─── Recorded data ───

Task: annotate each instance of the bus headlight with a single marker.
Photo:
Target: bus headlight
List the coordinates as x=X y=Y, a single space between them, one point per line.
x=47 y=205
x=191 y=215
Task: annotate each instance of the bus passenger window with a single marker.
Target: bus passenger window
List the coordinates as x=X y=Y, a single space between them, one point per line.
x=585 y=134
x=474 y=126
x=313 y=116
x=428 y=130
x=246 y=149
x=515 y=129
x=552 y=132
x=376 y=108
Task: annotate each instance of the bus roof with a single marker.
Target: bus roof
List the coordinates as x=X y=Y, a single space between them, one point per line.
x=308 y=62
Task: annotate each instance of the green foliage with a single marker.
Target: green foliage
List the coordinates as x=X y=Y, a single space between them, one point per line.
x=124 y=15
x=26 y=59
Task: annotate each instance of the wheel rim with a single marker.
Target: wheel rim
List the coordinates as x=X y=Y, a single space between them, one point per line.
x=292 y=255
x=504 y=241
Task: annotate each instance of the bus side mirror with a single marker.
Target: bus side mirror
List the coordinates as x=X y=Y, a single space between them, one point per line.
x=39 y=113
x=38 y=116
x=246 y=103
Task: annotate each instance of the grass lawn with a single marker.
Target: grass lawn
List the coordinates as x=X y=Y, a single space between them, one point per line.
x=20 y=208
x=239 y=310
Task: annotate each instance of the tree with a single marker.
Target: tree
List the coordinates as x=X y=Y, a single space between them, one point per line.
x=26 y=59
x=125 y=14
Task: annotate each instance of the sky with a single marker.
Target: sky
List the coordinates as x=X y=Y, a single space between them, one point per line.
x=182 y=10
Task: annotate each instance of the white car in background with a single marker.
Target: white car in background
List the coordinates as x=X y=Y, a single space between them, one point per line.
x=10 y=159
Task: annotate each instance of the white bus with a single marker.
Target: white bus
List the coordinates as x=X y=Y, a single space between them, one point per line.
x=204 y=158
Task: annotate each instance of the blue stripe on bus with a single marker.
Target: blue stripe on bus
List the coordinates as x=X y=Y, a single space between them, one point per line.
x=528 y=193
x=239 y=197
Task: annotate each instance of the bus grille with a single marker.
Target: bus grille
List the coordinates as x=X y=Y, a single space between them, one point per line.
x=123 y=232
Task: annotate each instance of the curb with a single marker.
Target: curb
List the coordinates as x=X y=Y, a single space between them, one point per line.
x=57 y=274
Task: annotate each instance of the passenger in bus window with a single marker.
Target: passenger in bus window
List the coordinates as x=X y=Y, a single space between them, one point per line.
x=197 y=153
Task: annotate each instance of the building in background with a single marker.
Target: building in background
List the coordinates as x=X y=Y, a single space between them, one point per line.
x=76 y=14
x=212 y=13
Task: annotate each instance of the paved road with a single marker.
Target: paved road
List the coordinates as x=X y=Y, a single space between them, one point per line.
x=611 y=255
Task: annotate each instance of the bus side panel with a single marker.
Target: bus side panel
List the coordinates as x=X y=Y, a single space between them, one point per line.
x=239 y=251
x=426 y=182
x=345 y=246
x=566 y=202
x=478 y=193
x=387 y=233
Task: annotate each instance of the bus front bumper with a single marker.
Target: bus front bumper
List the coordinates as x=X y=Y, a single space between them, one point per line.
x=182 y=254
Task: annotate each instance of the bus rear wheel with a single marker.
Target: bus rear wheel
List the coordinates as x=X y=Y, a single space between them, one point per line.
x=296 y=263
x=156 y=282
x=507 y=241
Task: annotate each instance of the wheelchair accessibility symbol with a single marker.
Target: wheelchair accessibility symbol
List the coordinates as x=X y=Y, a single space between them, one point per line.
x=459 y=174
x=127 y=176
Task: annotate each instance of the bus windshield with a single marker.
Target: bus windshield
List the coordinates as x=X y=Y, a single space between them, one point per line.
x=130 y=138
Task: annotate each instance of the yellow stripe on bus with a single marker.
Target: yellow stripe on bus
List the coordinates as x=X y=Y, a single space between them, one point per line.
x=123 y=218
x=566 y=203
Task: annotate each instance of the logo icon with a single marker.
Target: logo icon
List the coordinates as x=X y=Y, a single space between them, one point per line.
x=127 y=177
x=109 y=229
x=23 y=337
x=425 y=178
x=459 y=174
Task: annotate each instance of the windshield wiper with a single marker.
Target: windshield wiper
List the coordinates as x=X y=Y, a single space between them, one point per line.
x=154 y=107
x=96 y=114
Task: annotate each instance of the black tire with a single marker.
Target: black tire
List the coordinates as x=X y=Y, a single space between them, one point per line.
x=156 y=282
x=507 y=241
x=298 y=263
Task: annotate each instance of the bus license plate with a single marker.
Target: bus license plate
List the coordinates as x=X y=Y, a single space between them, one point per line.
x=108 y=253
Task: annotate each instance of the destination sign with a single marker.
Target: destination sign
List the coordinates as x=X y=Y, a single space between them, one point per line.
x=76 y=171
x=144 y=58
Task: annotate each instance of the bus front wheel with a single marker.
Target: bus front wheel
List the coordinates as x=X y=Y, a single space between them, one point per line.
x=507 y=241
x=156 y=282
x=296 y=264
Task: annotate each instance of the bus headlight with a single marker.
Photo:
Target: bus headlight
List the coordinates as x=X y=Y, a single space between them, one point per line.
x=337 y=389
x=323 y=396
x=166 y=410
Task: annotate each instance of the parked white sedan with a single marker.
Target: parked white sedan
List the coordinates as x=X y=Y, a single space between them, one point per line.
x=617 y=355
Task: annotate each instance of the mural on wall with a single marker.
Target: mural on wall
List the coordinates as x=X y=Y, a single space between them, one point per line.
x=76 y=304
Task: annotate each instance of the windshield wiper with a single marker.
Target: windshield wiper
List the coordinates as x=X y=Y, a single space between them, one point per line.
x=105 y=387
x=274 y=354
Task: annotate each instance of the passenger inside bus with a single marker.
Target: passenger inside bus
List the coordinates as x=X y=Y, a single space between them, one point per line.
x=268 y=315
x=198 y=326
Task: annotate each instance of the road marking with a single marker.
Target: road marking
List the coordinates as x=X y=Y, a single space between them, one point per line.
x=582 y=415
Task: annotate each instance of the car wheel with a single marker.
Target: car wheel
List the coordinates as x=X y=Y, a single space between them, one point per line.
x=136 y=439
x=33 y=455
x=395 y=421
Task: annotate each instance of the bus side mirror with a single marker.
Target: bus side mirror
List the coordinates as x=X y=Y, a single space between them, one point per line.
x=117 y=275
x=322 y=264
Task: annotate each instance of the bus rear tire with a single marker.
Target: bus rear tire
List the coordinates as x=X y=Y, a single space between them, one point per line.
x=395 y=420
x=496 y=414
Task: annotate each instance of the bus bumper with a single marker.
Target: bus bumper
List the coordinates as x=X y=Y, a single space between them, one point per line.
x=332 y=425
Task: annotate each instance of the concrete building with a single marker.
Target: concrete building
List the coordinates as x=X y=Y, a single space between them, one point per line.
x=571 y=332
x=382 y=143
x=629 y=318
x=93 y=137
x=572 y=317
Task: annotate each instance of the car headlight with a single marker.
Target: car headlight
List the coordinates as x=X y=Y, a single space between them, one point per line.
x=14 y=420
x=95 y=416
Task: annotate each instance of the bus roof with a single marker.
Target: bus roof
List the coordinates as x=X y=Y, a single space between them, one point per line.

───

What to do ->
Every record is to be repeated exactly as it stands above.

Solution for this exercise ->
Task: annotate each instance of the bus headlight with a single marker.
Photo:
Target: bus headlight
List the coordinates as x=X y=Y, a single space between them, one point per line.
x=47 y=205
x=191 y=215
Task: annotate each instance of the bus passenger window with a single marker.
Target: bus passenger window
List the coordinates as x=X y=Y, a single space between them, one point per line.
x=585 y=134
x=474 y=126
x=313 y=116
x=428 y=130
x=246 y=149
x=515 y=129
x=552 y=132
x=376 y=108
Task: annotate each instance of the bus roof with a single marker.
Target: bus roof
List the coordinates as x=X y=Y, a single space between them, one point per line.
x=308 y=62
Task: annotate each instance of the green foliage with a single marker.
Target: green foliage
List the coordinates as x=X y=Y, a single space between them, one point per line.
x=124 y=15
x=26 y=59
Task: annotate each instance of the wheel rim with a single marker.
Target: wheel rim
List the coordinates as x=X y=Y, a single space between them, one point per line.
x=292 y=255
x=504 y=241
Task: annotate each instance of the bus side mirror with a single marker.
Target: bus side mirror
List the coordinates as x=X y=Y, a single space between them, one point per line.
x=39 y=113
x=38 y=116
x=246 y=103
Task: annotate each instance of the grass lawn with a single marker.
Target: grass lawn
List the coordinates as x=X y=Y, a single space between them, one point per line.
x=20 y=208
x=239 y=310
Task: annotate each instance of the tree with a single marker.
Target: tree
List the coordinates as x=X y=Y, a single space between them, one point per line.
x=26 y=59
x=125 y=14
Task: annotate each instance of the sky with a single marker.
Target: sky
List the coordinates as x=X y=Y, a single space between them, one point per line.
x=182 y=10
Task: annotate each instance of the white car in background with a single marker.
Target: white car in background
List the coordinates as x=X y=Y, a single space between them, one point per line.
x=10 y=159
Task: annotate each instance of the white bus with a single marker.
Target: white bus
List the coordinates as x=X y=Y, a single space between them, one point per line.
x=204 y=158
Task: annotate each instance of the blue stripe on bus with a single marker.
Target: blue stripe on bus
List the coordinates as x=X y=Y, a single space between them, one point per line.
x=528 y=193
x=239 y=197
Task: annotate each instance of the bus grille with a single marker.
Target: bus grille
List the coordinates as x=X y=Y, a single space between them, one point per line.
x=123 y=232
Task: annotate each instance of the curb with a single marker.
Target: curb
List the coordinates as x=X y=Y, a single space between them, one point per line.
x=57 y=274
Task: annotate each instance of the passenger in bus window with a single marker.
Target: passenger in bus window
List the coordinates as x=X y=Y, a single space between them, one point per line.
x=197 y=153
Task: annotate each instance of the building in background with a single marker.
Target: building in background
List the coordinates as x=X y=Y, a single space between them, one point per line.
x=76 y=14
x=212 y=13
Task: annotate each instance of the paved road with a single marker.
Target: paved road
List the coordinates as x=X y=Y, a single space between them, one point per line.
x=611 y=255
Task: annotate each instance of the bus side panel with a single marker.
Target: bus side panel
List the coordinates as x=X y=Y, a single space between them, one point per line.
x=239 y=251
x=426 y=182
x=345 y=246
x=566 y=202
x=478 y=193
x=387 y=233
Task: annotate each instance of the bus front bumper with a single marker.
Target: bus front bumper
List the coordinates as x=X y=Y, a single space between them, one point per line.
x=182 y=254
Task: annotate each instance of the bus rear wheel with a single marker.
Target: bus rear wheel
List the coordinates as x=X y=Y, a single space between them, one point per line.
x=296 y=263
x=156 y=282
x=507 y=241
Task: annotate each instance of the wheelchair accessibility symbol with a single marker.
Target: wheelchair accessibility symbol
List the coordinates as x=X y=Y, a single space between them, one point per line.
x=459 y=174
x=127 y=176
Task: annotate each instance of the bus windshield with a single marker.
Target: bus windshield
List the coordinates as x=X y=Y, a single space between them, one point per line.
x=130 y=138
Task: annotate each instance of the yellow stripe on bus with a single marker.
Target: yellow stripe on bus
List the coordinates as x=X y=Y, a single space between them, one point per line.
x=123 y=218
x=566 y=203
Task: annotate each instance of the logo icon with a single marker.
Target: logo icon
List the coordinates as x=X y=Y, a single space between them, one point per line.
x=127 y=177
x=109 y=229
x=23 y=337
x=425 y=178
x=459 y=174
Task: annotate each instance of the windshield wiper with a single marker.
Target: windshield wiper
List the coordinates as x=X y=Y, a single space between them, one point per line.
x=154 y=107
x=96 y=114
Task: annotate each instance of the black tire with a single marker.
Target: black tire
List the coordinates as x=X y=Y, a single space between them, one point per line.
x=156 y=282
x=507 y=241
x=298 y=263
Task: annotate each instance of the bus license plate with a single marker.
Target: bus license plate
List the coordinates as x=X y=Y, a single space between them, one point per line.
x=108 y=253
Task: annotate each instance of the destination sign with a single marker.
Target: destination sign
List the coordinates as x=X y=Y, a single space between them, one point per line.
x=76 y=171
x=144 y=58
Task: annotate each instance of the bus front wheel with a single marker.
Target: bus front wheel
List the coordinates as x=X y=Y, a single space between them, one point per line.
x=507 y=241
x=156 y=282
x=296 y=264
Task: annotate each instance of the bus headlight with a single marker.
Photo:
Target: bus headlight
List the coordinates as x=X y=Y, a single space between them, one point per line.
x=337 y=389
x=323 y=396
x=166 y=410
Task: annotate each instance of the parked white sedan with a single marker.
Target: parked white sedan
List the coordinates as x=X y=Y, a single space between them, one point per line.
x=617 y=355
Task: annotate each instance of the mural on wall with a single marker.
Target: mural on wall
List the coordinates as x=X y=Y, a single space between them, one point per line.
x=76 y=304
Task: annotate each instance of the windshield wiper with a single marker.
Target: windshield wiper
List the coordinates as x=X y=Y, a single space between them, one point per line.
x=105 y=387
x=274 y=354
Task: annotate each instance of the passenger inside bus with a single marker.
Target: passenger inside bus
List the coordinates as x=X y=Y, a single space between them, one point per line.
x=268 y=315
x=198 y=326
Task: annotate each instance of the road marking with a single marker.
Target: road marking
List the coordinates as x=X y=Y, a single space between them, one point per line.
x=582 y=415
Task: annotate each instance of the car wheel with a single marker.
Target: car wheel
List the coordinates as x=X y=Y, a single space between them, one point per line.
x=136 y=439
x=33 y=455
x=395 y=421
Task: annotate each instance of the bus side mirror with a single marker.
Target: bus side mirror
List the coordinates as x=X y=Y, a single space between them, one point per line.
x=117 y=275
x=322 y=264
Task: annotate each instance of the bus rear tire with a single marker.
Target: bus rear tire
List the coordinates as x=X y=Y, a single space between them, one point per line.
x=395 y=420
x=496 y=414
Task: annotate each instance of the bus bumper with a single marker.
Target: bus bumper
List the coordinates as x=X y=Y, a single space between them, one point per line.
x=332 y=425
Task: annotate each instance of the concrete building with a single marker.
Target: concrete building
List the coordinates as x=X y=Y, a single space between them, one point per line.
x=571 y=332
x=382 y=143
x=629 y=318
x=93 y=137
x=572 y=317
Task: annotate each instance of the car headlight with a single marker.
Target: car headlight
List the coordinates as x=X y=Y, a single space between them, one point per line.
x=14 y=420
x=95 y=416
Task: annotate each instance of the bus roof with a single marker.
Target: bus roof
List the coordinates as x=X y=Y, a single space between them, one point per line.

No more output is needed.